Given instruction>
Transcribe every line of the records verbatim.

____________

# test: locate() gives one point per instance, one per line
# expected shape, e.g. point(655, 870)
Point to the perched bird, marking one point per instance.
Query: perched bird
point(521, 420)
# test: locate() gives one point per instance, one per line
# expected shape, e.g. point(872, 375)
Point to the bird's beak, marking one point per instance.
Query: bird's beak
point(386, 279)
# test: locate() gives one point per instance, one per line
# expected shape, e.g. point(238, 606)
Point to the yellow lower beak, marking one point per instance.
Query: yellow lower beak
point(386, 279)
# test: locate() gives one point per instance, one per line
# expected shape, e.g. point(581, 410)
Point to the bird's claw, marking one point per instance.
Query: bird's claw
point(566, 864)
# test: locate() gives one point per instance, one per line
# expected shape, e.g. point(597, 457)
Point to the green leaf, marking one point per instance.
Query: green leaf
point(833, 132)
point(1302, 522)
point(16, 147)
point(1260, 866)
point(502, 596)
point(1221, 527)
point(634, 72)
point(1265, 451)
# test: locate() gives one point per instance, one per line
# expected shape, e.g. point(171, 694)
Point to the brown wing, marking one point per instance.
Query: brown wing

____________

Response to the exercise>
# test: locate() gives one point per instance, one per line
# expected shape, e.g. point(655, 870)
Point to the perched bird, marking one point per instance.
Query: perched bird
point(521, 420)
# test: locate() gives one point per instance, one per line
# expected shape, e.g. point(872, 375)
Point to the bird's beak, marking one point per instance.
Query: bird's beak
point(386, 279)
# test: locate() gives one point per instance, one per line
# expected shape, e.g. point(238, 606)
Point to the yellow lower beak, marking one point per instance.
Query: yellow lower beak
point(386, 279)
# test: locate() gives one point per instance, one per line
# expected shape, e.g. point(581, 410)
Point to the bird's claw, marking one point per instance.
Query: bird's claw
point(566, 864)
# test: locate() gives one point per instance, one per line
# expected shape, e.g. point(597, 457)
Point to the green leaf, marking one point per instance.
Query: green leaf
point(833, 132)
point(1302, 522)
point(16, 147)
point(1260, 866)
point(502, 596)
point(1221, 527)
point(634, 72)
point(1265, 451)
# test: locate() gives one point per instance, one per line
# expected shape, e.g. point(171, 694)
Point to the brown wing, marking one point per instance.
Query: brown wing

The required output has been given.